* Problem to work on *
Pick out each line in the rows below that contains the word "target", and copy those lines.

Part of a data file
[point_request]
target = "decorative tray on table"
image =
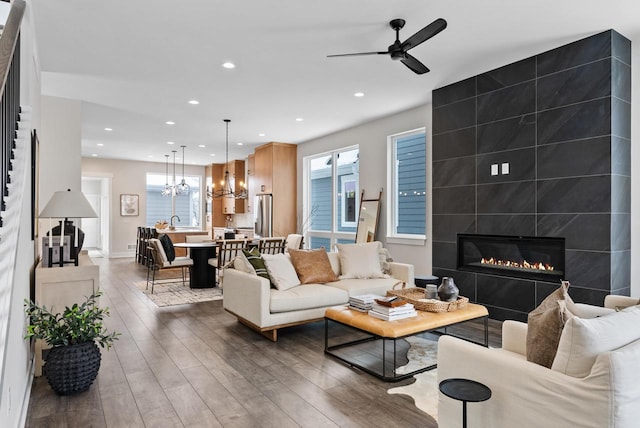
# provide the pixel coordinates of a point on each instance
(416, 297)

---

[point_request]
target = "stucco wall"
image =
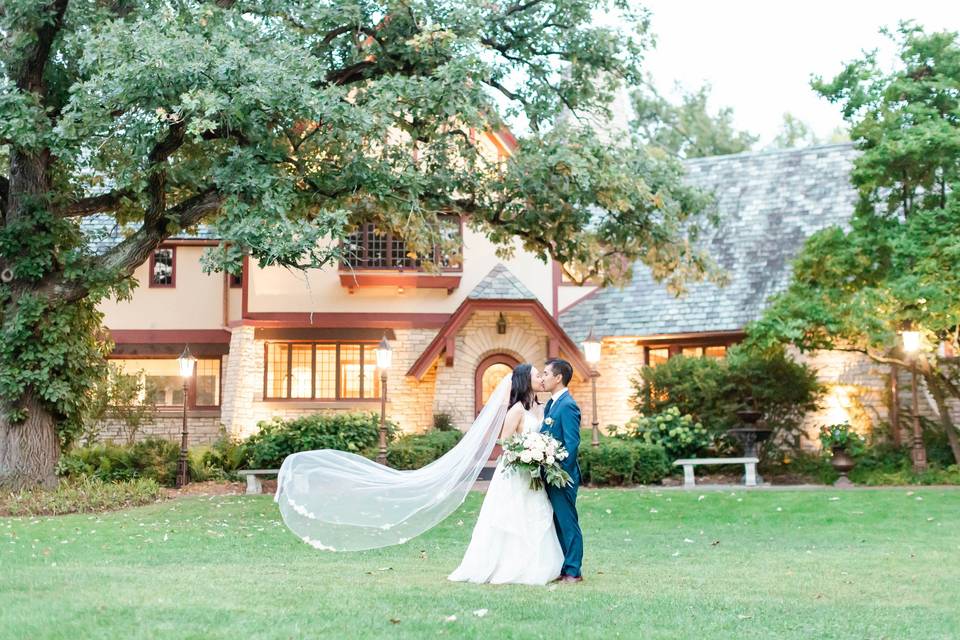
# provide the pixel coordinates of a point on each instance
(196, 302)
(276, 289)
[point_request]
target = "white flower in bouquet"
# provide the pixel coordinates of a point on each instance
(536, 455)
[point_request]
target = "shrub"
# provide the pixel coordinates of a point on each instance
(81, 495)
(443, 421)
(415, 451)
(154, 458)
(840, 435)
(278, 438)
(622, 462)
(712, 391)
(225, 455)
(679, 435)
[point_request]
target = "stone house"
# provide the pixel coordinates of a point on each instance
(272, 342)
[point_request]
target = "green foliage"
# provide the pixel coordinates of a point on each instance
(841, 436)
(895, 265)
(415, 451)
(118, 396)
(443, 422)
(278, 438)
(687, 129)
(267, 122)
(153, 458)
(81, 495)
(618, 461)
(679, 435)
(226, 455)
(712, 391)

* * *

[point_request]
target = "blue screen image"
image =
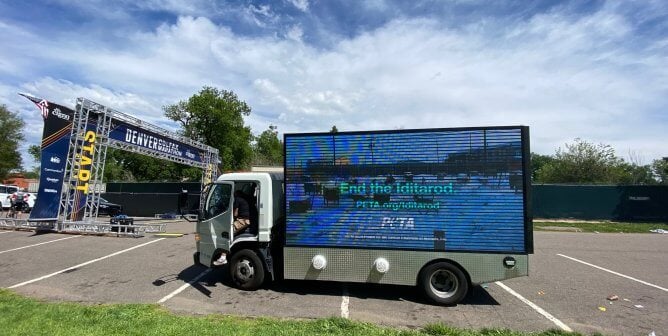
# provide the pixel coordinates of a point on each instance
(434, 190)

* Expected output *
target = "decorative tray on table"
target = "stucco wall"
target = "white flower in bouquet"
target = "shrub"
target = "stone house"
target = "green foliage"
target = "blue screen image"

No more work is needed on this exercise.